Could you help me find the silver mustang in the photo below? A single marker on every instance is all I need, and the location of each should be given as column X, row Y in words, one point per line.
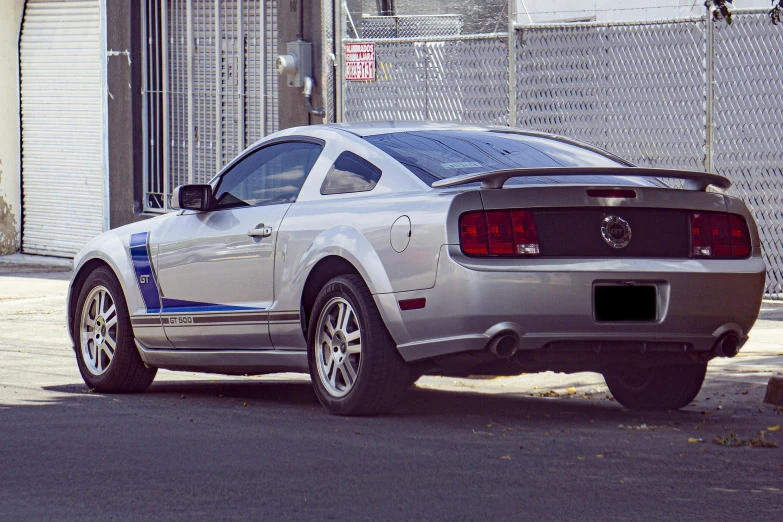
column 370, row 254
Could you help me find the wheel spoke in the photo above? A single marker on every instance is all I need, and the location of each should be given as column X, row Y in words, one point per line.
column 329, row 365
column 340, row 315
column 348, row 365
column 346, row 376
column 109, row 353
column 93, row 304
column 347, row 319
column 330, row 326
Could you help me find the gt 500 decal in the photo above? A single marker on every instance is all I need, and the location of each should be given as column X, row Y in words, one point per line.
column 180, row 320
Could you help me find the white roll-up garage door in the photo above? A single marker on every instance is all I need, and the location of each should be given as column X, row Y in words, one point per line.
column 62, row 138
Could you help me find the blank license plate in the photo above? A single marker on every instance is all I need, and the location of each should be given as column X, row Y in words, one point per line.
column 626, row 303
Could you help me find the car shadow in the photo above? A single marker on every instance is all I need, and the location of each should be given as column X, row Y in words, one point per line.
column 297, row 398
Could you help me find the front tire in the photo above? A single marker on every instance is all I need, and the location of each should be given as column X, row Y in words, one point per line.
column 656, row 388
column 355, row 367
column 105, row 352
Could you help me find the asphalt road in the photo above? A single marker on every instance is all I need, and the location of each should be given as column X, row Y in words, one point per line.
column 212, row 447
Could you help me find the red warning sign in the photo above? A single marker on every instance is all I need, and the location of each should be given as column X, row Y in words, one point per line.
column 360, row 61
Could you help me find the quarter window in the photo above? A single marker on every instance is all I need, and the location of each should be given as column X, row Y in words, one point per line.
column 271, row 175
column 350, row 173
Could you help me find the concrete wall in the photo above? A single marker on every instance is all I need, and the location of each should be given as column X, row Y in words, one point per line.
column 293, row 111
column 123, row 53
column 10, row 155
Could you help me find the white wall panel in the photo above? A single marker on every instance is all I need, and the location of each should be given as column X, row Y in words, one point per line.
column 62, row 138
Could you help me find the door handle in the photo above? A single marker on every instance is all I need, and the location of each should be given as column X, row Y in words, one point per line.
column 260, row 231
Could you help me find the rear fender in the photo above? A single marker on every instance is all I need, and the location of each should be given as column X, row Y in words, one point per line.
column 350, row 244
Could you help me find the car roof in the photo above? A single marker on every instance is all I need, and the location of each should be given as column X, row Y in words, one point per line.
column 373, row 128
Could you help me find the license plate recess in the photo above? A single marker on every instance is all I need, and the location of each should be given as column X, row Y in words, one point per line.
column 625, row 303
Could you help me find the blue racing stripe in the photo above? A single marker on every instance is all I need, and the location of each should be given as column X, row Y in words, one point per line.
column 180, row 306
column 145, row 277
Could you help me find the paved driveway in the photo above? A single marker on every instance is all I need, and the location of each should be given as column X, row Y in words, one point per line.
column 211, row 447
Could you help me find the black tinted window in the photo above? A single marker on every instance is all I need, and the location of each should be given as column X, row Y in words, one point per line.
column 350, row 173
column 435, row 155
column 273, row 174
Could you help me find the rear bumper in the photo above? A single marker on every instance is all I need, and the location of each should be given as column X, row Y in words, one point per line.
column 550, row 302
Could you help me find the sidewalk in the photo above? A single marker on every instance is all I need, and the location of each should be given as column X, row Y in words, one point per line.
column 27, row 263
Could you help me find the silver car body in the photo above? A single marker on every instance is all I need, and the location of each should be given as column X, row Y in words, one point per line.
column 205, row 296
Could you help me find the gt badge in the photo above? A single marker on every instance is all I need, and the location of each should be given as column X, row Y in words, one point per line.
column 616, row 231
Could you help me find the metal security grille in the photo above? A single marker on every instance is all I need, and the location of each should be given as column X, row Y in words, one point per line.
column 414, row 26
column 638, row 89
column 210, row 88
column 445, row 80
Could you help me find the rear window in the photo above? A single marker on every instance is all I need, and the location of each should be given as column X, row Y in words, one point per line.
column 436, row 155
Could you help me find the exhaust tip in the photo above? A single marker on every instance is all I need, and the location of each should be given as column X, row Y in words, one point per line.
column 728, row 345
column 504, row 345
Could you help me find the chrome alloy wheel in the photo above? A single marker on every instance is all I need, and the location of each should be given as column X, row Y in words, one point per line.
column 98, row 329
column 338, row 349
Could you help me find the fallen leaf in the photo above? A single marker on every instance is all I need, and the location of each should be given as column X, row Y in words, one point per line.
column 734, row 441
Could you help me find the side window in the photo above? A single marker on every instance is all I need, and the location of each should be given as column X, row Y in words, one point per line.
column 350, row 173
column 273, row 174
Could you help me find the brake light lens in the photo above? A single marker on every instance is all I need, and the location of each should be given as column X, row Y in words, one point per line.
column 719, row 235
column 510, row 233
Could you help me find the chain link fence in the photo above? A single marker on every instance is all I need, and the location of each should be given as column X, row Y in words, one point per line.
column 637, row 89
column 748, row 79
column 462, row 80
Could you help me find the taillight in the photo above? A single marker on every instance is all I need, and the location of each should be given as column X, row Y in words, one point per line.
column 719, row 235
column 498, row 233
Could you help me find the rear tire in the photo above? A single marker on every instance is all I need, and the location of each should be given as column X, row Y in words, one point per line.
column 105, row 350
column 355, row 367
column 657, row 388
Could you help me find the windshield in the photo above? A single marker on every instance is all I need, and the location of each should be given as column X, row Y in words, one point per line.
column 436, row 155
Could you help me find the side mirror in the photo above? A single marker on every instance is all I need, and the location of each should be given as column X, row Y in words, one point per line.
column 192, row 197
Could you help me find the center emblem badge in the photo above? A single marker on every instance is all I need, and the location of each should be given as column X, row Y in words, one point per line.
column 616, row 231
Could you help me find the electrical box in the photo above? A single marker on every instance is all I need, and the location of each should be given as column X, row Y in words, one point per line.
column 297, row 64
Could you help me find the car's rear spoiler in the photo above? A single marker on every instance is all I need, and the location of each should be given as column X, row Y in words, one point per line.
column 497, row 178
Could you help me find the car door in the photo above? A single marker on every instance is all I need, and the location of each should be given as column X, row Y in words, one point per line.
column 216, row 268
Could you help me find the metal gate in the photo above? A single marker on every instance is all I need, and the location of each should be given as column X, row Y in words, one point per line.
column 210, row 88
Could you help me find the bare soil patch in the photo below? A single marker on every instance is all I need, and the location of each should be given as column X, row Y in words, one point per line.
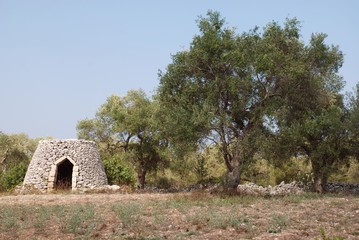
column 197, row 215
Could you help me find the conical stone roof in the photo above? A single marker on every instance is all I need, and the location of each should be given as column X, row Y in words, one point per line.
column 77, row 161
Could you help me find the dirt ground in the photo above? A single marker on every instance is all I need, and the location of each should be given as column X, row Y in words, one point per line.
column 178, row 216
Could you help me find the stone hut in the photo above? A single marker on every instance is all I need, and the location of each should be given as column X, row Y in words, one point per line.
column 65, row 164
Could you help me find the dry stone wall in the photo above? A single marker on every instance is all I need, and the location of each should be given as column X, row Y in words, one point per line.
column 87, row 171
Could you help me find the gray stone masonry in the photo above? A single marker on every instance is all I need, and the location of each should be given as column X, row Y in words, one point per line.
column 87, row 170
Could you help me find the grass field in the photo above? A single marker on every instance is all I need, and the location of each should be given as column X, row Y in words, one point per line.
column 178, row 216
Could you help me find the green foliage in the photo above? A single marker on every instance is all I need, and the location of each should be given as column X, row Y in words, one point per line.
column 13, row 176
column 118, row 172
column 237, row 90
column 16, row 151
column 128, row 124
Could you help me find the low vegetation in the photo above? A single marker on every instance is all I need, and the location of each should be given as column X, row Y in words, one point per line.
column 196, row 215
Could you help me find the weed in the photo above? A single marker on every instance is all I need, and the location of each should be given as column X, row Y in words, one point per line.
column 325, row 237
column 278, row 222
column 79, row 220
column 129, row 213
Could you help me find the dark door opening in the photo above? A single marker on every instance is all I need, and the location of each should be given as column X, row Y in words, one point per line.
column 64, row 175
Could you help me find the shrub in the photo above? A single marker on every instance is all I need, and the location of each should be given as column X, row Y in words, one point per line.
column 118, row 172
column 12, row 177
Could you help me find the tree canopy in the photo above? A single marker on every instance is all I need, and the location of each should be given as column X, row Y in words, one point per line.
column 229, row 88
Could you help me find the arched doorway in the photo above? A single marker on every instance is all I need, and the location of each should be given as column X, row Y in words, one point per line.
column 64, row 175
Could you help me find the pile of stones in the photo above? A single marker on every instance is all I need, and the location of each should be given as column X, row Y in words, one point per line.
column 352, row 188
column 281, row 189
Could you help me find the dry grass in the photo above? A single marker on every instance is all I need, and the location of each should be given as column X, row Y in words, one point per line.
column 178, row 216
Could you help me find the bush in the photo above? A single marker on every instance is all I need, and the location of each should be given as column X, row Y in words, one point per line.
column 118, row 172
column 12, row 177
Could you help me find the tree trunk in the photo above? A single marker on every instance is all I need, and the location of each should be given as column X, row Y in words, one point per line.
column 141, row 177
column 232, row 178
column 320, row 178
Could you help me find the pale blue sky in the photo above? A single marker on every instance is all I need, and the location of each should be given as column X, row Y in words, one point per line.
column 60, row 60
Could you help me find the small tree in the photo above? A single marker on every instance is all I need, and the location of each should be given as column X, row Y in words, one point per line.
column 128, row 124
column 16, row 151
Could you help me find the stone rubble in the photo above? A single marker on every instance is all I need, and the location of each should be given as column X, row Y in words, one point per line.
column 352, row 188
column 281, row 189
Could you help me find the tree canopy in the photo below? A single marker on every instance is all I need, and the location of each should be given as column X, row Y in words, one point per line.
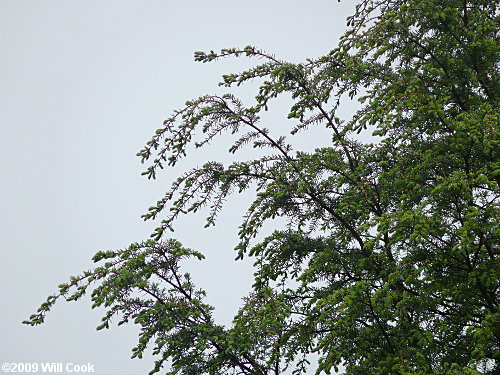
column 389, row 262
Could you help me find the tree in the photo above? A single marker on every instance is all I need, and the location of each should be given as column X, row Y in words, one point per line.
column 389, row 263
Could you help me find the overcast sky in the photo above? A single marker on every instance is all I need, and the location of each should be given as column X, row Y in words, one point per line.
column 83, row 85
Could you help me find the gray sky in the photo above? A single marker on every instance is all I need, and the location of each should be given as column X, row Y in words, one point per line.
column 83, row 85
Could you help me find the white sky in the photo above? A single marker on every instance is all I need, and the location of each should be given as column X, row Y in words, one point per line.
column 83, row 85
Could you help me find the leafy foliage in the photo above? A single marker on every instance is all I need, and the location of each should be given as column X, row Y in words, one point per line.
column 389, row 263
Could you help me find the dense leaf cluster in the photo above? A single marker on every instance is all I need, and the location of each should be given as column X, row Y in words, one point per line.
column 389, row 263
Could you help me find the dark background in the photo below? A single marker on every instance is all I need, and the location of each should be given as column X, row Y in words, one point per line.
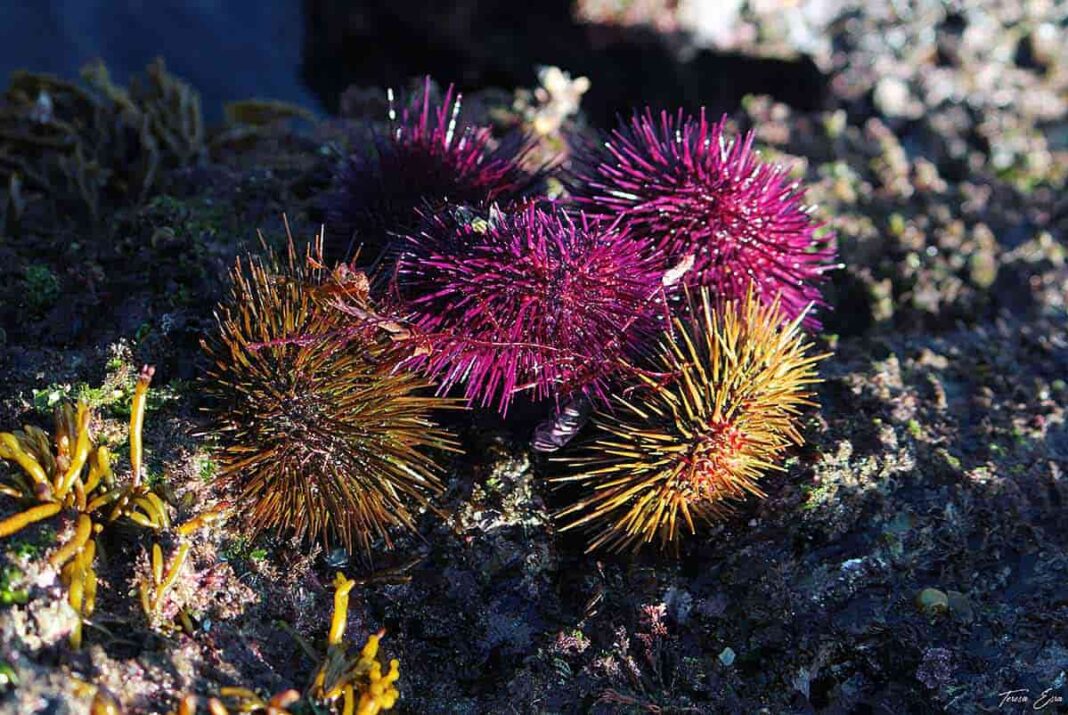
column 308, row 51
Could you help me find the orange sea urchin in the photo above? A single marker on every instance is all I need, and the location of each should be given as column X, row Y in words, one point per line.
column 323, row 435
column 721, row 413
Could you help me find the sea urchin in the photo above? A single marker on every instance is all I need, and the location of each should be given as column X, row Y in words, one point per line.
column 530, row 300
column 323, row 436
column 718, row 408
column 427, row 158
column 682, row 185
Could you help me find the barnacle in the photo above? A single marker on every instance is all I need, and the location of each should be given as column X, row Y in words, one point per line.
column 74, row 473
column 324, row 435
column 717, row 408
column 681, row 184
column 358, row 682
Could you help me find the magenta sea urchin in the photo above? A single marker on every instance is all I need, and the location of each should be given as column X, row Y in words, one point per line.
column 681, row 184
column 428, row 158
column 527, row 300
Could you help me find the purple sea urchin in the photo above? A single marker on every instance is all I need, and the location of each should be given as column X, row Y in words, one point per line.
column 529, row 300
column 323, row 436
column 427, row 158
column 682, row 185
column 717, row 410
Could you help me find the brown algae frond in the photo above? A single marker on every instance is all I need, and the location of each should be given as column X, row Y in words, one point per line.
column 358, row 682
column 346, row 684
column 718, row 409
column 69, row 472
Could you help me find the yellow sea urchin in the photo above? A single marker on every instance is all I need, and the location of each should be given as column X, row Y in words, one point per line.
column 720, row 406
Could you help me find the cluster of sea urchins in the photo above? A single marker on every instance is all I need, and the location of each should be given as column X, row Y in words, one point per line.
column 668, row 291
column 322, row 436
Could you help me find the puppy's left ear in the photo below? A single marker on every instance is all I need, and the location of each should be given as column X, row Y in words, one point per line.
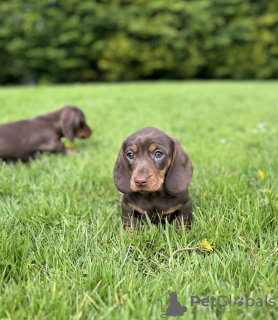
column 180, row 172
column 68, row 123
column 121, row 172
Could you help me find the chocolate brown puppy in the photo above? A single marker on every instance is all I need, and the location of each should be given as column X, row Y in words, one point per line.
column 153, row 172
column 22, row 139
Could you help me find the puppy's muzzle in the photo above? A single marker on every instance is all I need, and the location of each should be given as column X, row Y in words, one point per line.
column 141, row 180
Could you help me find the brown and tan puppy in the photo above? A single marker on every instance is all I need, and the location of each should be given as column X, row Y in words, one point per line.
column 154, row 172
column 22, row 139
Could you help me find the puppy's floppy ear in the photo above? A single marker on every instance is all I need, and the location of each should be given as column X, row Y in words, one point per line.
column 180, row 172
column 68, row 123
column 121, row 172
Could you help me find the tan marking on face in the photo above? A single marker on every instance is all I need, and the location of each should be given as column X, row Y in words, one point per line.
column 82, row 133
column 186, row 224
column 155, row 182
column 152, row 147
column 136, row 208
column 172, row 209
column 134, row 149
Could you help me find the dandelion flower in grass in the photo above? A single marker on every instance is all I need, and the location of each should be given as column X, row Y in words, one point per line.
column 261, row 174
column 68, row 144
column 205, row 244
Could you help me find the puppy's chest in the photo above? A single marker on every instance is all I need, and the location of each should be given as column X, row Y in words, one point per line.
column 155, row 207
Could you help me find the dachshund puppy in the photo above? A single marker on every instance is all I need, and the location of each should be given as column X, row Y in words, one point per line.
column 154, row 172
column 22, row 139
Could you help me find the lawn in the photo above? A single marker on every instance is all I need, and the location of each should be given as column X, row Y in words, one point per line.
column 63, row 251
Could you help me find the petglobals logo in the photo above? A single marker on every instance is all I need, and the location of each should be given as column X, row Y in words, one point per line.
column 224, row 301
column 170, row 305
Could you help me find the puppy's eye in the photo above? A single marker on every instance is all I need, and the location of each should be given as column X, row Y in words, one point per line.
column 130, row 155
column 158, row 154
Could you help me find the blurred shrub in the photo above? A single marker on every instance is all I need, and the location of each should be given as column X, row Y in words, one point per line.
column 110, row 40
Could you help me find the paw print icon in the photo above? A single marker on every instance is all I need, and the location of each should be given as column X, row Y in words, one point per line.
column 239, row 301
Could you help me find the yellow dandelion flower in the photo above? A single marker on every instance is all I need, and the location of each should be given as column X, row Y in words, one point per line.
column 205, row 244
column 68, row 144
column 261, row 174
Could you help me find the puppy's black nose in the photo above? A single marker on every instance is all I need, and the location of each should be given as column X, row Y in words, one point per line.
column 141, row 181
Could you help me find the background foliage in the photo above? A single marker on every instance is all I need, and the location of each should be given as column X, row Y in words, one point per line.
column 100, row 40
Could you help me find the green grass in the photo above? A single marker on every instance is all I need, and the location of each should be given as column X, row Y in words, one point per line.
column 63, row 251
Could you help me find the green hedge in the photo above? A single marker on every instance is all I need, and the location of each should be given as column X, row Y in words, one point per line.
column 90, row 40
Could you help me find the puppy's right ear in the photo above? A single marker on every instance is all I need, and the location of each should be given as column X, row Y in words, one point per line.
column 121, row 172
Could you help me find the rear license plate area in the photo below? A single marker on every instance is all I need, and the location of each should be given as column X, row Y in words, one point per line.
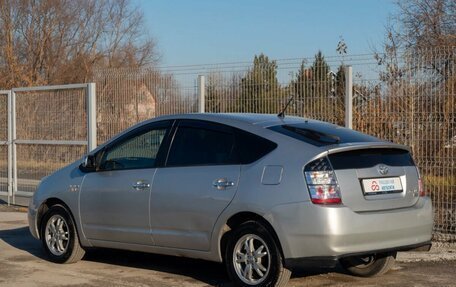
column 385, row 185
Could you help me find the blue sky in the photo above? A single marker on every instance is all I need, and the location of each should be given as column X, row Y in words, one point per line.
column 204, row 31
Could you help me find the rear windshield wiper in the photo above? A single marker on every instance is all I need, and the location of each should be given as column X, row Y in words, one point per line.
column 314, row 135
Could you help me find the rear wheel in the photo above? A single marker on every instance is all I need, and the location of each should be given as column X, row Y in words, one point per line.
column 59, row 236
column 369, row 266
column 252, row 257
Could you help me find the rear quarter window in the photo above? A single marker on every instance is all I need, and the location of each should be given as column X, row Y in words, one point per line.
column 252, row 147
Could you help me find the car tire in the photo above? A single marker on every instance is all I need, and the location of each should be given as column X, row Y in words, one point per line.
column 252, row 257
column 60, row 237
column 369, row 266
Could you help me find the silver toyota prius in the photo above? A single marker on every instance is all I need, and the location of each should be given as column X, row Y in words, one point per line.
column 264, row 194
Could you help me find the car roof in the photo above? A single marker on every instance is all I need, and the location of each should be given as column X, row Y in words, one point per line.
column 263, row 120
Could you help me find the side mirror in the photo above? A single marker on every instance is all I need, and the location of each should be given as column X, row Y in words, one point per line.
column 88, row 163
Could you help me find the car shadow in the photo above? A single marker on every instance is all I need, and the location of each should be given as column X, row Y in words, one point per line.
column 20, row 238
column 211, row 273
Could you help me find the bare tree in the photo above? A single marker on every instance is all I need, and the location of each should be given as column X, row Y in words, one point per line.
column 424, row 23
column 62, row 41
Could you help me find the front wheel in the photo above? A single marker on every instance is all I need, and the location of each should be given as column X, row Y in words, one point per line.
column 252, row 257
column 59, row 236
column 369, row 266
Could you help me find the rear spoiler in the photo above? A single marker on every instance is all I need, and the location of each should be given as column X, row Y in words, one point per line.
column 364, row 145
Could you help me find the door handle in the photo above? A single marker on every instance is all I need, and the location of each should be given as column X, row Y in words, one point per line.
column 141, row 185
column 222, row 183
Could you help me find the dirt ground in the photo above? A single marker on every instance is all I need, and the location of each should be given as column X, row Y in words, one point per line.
column 23, row 263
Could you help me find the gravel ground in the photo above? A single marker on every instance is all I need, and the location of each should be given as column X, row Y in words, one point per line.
column 23, row 263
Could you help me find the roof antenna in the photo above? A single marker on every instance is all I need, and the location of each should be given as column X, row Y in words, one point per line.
column 282, row 113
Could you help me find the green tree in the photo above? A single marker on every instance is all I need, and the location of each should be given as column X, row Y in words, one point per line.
column 260, row 89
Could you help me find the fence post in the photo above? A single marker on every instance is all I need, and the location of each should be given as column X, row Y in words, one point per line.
column 91, row 117
column 13, row 145
column 9, row 147
column 348, row 97
column 201, row 93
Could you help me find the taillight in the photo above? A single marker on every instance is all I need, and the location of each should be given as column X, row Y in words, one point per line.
column 420, row 188
column 322, row 182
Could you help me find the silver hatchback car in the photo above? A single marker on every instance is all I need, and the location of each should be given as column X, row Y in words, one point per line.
column 261, row 193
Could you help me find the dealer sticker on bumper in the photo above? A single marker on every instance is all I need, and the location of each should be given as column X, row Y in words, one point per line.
column 382, row 185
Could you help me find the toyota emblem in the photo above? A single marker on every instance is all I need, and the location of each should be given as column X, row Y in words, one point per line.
column 382, row 169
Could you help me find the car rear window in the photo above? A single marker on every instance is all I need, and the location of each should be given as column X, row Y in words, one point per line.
column 322, row 134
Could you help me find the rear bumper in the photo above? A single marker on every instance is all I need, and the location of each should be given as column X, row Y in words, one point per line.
column 331, row 261
column 306, row 230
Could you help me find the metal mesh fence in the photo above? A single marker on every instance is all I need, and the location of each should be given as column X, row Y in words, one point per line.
column 37, row 161
column 48, row 123
column 129, row 96
column 412, row 102
column 3, row 144
column 407, row 97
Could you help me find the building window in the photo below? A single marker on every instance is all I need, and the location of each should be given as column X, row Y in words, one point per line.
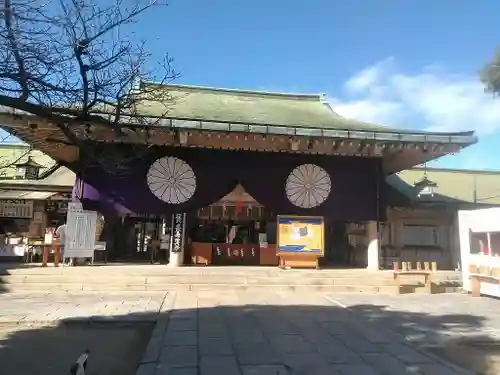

=== Aim ===
Retype the data above without any changes, everything from the line containing "Could you help me find the puppy's chest" down to the line containing "column 239, row 301", both lines included.

=== Answer to the problem ===
Could you help me find the puppy's chest in the photo above? A single marker on every instance is all I need, and the location of each should be given as column X, row Y in words, one point per line.
column 155, row 207
Could you help me find the dachshund puppy in the photo above? A single marker on every instance is all I need, and the location of each should be given as column X, row Y in words, one point per line.
column 154, row 172
column 22, row 139
Could you help me find the lawn in the photo above? A single marker on every instance is all I need, and the location of each should be given as column X, row Y in words, one point per line.
column 63, row 251
Could you help me find the petglobals logo in the photo above? A single marker on every instance is all I need, and the location of each should be given as column X, row Y in words, one point per line.
column 224, row 301
column 170, row 305
Could you help me find the puppy's eye in the photo above? A single marker on every instance is all I need, and the location of each should be given as column X, row Y in words, one point per line.
column 130, row 155
column 158, row 154
Could you help me find the blurred shrub in the photo above? A single marker on every instance is all I need, and the location of each should be given as column X, row Y in words, one point per line.
column 110, row 40
Could you help me find the paw print icon in the photo above? A single marker on every instance is all I need, and the location of each should be given as column X, row Y in words, one point per line.
column 239, row 301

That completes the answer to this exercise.